- **TASK STATEMENT**
Lines in the following data that contain the string "green" are to be counted. Report only their number.
>>>>
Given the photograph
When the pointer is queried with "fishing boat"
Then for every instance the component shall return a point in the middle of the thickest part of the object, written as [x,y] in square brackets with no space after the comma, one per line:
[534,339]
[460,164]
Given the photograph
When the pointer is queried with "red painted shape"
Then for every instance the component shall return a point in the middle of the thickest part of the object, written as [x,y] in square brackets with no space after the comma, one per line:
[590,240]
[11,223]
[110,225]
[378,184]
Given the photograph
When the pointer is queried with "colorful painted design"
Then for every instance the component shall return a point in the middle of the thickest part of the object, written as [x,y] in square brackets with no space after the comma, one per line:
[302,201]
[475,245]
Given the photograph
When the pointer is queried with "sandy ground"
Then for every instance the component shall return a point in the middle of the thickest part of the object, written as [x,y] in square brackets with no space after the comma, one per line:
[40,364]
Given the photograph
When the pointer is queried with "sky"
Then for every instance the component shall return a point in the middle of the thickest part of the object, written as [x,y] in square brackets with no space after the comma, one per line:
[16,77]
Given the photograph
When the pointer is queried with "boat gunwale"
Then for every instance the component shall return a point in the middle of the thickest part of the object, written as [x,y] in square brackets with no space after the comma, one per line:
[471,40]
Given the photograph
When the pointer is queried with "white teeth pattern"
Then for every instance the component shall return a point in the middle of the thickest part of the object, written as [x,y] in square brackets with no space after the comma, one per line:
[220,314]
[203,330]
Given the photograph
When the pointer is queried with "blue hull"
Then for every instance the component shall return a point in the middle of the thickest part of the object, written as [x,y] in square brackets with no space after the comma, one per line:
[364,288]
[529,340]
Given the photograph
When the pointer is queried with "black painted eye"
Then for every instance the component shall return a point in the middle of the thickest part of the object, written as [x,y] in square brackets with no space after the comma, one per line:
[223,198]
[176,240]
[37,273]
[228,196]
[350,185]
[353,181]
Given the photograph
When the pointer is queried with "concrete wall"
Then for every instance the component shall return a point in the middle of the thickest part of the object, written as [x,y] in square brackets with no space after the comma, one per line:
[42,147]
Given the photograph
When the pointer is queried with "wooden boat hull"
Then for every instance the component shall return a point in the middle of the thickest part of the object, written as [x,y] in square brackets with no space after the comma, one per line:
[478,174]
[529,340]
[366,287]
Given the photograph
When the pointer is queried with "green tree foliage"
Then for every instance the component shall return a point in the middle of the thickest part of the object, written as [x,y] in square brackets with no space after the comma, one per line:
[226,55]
<<<<
>>>>
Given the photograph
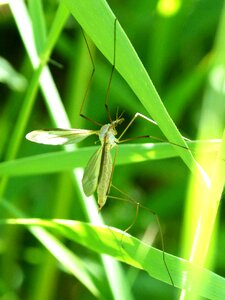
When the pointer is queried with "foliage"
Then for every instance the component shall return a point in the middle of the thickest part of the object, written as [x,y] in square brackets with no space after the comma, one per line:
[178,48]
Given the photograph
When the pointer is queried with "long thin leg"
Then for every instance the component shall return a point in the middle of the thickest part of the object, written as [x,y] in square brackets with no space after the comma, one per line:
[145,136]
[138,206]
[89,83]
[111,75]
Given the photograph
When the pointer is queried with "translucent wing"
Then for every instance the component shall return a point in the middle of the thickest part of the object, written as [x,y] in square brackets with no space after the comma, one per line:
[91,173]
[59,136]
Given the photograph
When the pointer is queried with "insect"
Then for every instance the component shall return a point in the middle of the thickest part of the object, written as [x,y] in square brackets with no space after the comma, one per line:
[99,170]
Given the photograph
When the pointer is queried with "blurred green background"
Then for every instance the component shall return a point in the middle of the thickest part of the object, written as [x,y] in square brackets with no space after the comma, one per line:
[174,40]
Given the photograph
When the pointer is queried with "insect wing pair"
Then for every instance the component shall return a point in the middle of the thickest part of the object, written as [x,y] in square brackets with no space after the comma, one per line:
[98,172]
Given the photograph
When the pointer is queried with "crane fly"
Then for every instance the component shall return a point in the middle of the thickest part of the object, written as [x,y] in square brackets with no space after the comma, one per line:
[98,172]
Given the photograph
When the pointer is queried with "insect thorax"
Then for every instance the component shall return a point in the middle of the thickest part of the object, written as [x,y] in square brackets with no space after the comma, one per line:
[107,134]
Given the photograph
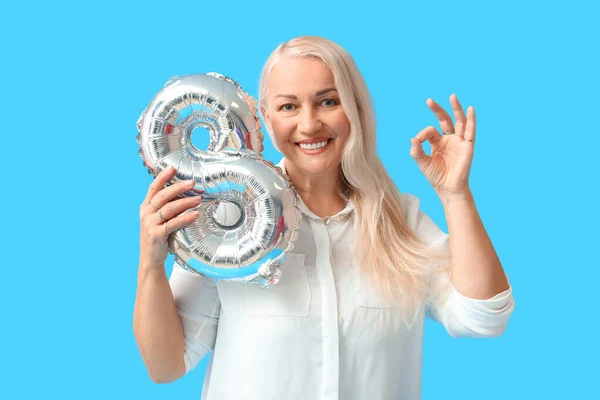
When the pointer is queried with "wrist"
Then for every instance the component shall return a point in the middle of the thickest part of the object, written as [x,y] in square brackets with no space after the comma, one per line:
<<<<
- **EXERCISE RESULT**
2